'''
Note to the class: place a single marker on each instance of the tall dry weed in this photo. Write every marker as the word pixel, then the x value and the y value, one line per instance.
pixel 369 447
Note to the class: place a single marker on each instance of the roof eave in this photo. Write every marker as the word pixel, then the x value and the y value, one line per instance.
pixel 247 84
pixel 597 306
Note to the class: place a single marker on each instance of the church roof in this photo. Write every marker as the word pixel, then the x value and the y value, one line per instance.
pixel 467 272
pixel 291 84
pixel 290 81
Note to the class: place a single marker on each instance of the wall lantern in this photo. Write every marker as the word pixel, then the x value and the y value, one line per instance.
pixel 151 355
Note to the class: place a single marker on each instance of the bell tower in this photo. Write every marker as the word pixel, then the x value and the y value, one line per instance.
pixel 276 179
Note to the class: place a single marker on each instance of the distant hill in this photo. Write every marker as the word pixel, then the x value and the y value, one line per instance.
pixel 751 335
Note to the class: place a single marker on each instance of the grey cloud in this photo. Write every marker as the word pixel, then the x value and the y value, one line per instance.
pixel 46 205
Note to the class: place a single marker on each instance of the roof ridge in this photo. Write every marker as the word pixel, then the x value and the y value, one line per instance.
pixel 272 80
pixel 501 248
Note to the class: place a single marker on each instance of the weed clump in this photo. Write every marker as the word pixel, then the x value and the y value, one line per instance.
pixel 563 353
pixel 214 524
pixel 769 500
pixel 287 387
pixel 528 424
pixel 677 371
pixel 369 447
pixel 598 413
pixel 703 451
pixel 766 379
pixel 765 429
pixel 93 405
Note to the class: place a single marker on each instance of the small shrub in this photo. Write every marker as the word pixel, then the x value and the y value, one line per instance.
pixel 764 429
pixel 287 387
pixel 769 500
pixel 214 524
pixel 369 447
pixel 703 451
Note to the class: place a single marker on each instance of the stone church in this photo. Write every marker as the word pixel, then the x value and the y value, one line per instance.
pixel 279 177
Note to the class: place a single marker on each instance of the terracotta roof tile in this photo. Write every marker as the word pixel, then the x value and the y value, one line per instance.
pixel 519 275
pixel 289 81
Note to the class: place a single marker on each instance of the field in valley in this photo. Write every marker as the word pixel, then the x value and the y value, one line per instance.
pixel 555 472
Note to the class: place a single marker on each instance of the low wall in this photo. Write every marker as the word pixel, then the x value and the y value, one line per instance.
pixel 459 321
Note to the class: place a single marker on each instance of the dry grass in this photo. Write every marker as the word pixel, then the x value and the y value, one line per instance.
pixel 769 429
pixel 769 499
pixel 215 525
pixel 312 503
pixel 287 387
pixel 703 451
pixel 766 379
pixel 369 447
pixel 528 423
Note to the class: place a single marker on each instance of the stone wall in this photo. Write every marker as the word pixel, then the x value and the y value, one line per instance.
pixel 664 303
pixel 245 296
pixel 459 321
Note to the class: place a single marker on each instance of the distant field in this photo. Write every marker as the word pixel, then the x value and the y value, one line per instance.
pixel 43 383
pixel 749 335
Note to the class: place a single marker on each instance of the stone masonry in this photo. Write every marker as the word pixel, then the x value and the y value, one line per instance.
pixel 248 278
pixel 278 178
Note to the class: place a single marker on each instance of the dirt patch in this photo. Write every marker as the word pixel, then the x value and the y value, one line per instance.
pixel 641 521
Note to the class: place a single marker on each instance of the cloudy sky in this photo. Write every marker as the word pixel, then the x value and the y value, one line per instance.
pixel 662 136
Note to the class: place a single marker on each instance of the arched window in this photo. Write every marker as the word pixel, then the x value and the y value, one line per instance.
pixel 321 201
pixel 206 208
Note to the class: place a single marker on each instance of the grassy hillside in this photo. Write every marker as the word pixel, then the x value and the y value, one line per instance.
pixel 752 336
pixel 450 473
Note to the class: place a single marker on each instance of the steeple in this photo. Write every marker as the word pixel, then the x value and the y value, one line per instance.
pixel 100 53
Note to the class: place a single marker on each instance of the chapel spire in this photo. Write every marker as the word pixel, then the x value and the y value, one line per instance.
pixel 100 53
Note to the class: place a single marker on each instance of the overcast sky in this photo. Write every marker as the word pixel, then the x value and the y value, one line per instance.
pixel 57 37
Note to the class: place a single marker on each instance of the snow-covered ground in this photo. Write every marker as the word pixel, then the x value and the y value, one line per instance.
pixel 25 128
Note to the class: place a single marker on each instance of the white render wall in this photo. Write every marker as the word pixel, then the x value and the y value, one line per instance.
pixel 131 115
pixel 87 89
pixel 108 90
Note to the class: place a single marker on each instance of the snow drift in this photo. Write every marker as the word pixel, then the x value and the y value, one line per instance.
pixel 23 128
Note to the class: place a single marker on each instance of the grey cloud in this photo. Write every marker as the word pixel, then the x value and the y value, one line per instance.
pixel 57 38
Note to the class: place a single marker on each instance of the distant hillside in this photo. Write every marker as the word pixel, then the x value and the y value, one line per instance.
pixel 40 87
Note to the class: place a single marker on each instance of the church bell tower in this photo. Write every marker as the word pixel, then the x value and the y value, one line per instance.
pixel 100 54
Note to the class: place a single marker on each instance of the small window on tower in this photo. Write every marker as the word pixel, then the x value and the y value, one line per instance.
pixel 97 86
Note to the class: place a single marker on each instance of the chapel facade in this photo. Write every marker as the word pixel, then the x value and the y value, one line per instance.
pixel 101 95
'''
> _REQUIRED WORK_: Each line of the data is to be retyped exactly as shown.

> _THE COMPLETED TASK_:
Note to the class: place a single marker on each instance of the tall dry weed in this photo. Write every marker as the word pixel, then the x value and the y value, one line per instance.
pixel 369 447
Note to the class: place a single marker on each instance of the roof eave in this photo. Write every marker as the word pixel, then the x value and the y value, one line per instance.
pixel 247 84
pixel 597 306
Note to the class: place a single marker on each instance of the church roof in this photo. Write every marker as the word pixel, then the x value and the y value, one line per instance.
pixel 467 272
pixel 291 84
pixel 290 81
Note to the class: place a single marker on each instance of the wall lantern in this photo. Write every marker as the word pixel, then the x value and the y value, one line per instance.
pixel 151 355
Note to the class: place a single marker on each instance of the bell tower in this photo. Write every marker as the word pixel, then the x value and the y value, one line per instance.
pixel 276 179
Note to the class: place a single marker on each instance of the distant hill in this photo. Write every marker as the word pixel, then the x value and the y value, one line per instance.
pixel 751 335
Note to the class: place a single marker on each instance of the grey cloud in this photo. Write every marker as the word pixel, then the x value and the y value, one line per instance.
pixel 46 205
Note to the class: place a single marker on each instance of the roof ridge in this photo. Write every marker as the word pixel, then the x value and the y value, one line per instance.
pixel 272 80
pixel 501 248
Note to the class: place a single marker on each instance of the weed clump in this photo. Write every marker as the word pixel, then the x value and the y value, one line per instance.
pixel 563 353
pixel 214 524
pixel 769 500
pixel 287 387
pixel 528 424
pixel 677 371
pixel 369 447
pixel 598 413
pixel 703 451
pixel 766 379
pixel 765 429
pixel 93 405
Note to the class: place a single marker on each instance of the small shrub in this photo. Write every marker as the word pixel, then the x value and the y value, one line per instance.
pixel 764 429
pixel 287 387
pixel 769 500
pixel 214 524
pixel 369 447
pixel 703 451
Note to the class: place a single marker on each instance of the stone church in this photo. Write every marker as the word pixel, then the x value and the y value, one line per instance.
pixel 279 177
Note to the class: place a single marker on each instance of the terracotta roof tile in this photo. Write every marker as the word pixel, then the x value and the y value, one line per instance.
pixel 519 275
pixel 289 81
Note to the class: place a single marker on each instance of the field in valley in this photo. Write every marker as the word pixel, then the x value and the y value, one line per instance.
pixel 555 472
Note to the class: place a single marker on each instance of the low wall in this photo. Write every marker as the word pixel, then the x value and the y value, one line per instance.
pixel 459 321
Note to the class: place a single marker on each instance of the dry grass in this photo. Write every marker as the word pixel, then the x value and the y value, one line per instance.
pixel 769 429
pixel 769 499
pixel 215 525
pixel 312 503
pixel 287 387
pixel 703 451
pixel 766 379
pixel 369 447
pixel 528 423
Note to the class: place a single marker on each instance of the stone wall in this photo. Write every marker as the word pixel, then the x value and the y value, one line per instance.
pixel 664 303
pixel 245 296
pixel 459 321
Note to the class: place a single marker on each instance of the distant field in this photo. Write every marker as the word pixel, then the x value and the y value, one line per instance.
pixel 43 383
pixel 749 335
Note to the class: place a single marker on each instance of the stone masonry in this photo. Write every marker as the word pixel, then the x value and the y value, one line per instance.
pixel 248 278
pixel 278 178
Note to the class: place a single marker on each instance of the dirt patch in this photo. Write every marker as the word pixel, then the x value and the y value, one line per instance.
pixel 641 521
Note to the class: place a single marker on each instance of the cloudy sky in this photo. Write every marker as the word pixel, then the x value and the y value, one line per instance.
pixel 662 136
Note to the class: place a single marker on each instance of the arched window in this photo. Write every marker as the word pixel, then the x value and the y value, one line per instance.
pixel 321 201
pixel 206 208
Note to the class: place a single marker on each instance of the grassy hillside in this photo. Write every marker as the word pixel, then the x value and the y value, one line per instance.
pixel 752 336
pixel 450 473
Note to the class: place a single marker on each instance of the steeple in this photo. Write every marker as the word pixel, then the x value and the y value, one line per instance.
pixel 100 53
Note to the class: place a single marker on each instance of the chapel spire in this photo. Write every marker as the word pixel, then the x value and the y value, one line per instance.
pixel 100 53
Note to the class: place a single marker on each instance of the overcast sky in this photo. Write every marker as the word pixel, then the x value and the y value, one line per instance.
pixel 57 37
Note to the class: place a single marker on each instance of the snow-covered ground in this photo. Write every marker as the word pixel, then the x value and the y value, one line per instance.
pixel 25 128
Note to the class: place a single marker on each instance of the white render wall in this photo. Write every marker as the word pixel, then the x value and the y value, one line per instance.
pixel 131 115
pixel 87 89
pixel 108 90
Note to the class: place a single marker on each instance of the snow drift in this photo. Write every marker as the word pixel, then the x value and the y value, one line per instance.
pixel 23 128
Note to the class: place a single marker on each instance of the grey cloud in this photo. Write every marker as the word pixel, then the x value and the y value, one line per instance.
pixel 57 38
Note to the class: place a single marker on each instance of the distant hillside in this photo. Write every marker as the word pixel, then the x value and the y value, one line per instance.
pixel 40 87
Note to the class: place a single marker on each instance of the church bell tower in this photo. Write every marker as the word pixel, then the x value and the y value, one line per instance.
pixel 100 54
Note to the class: place a single marker on each instance of the small window on tower in this photo. Write every marker as the word pixel, then the x value and the y value, one line per instance.
pixel 97 86
Note to the class: place a single marker on each instance of the chapel facade in this photo. Write every marker as the word pixel, then the x value and the y value, one line per instance.
pixel 101 95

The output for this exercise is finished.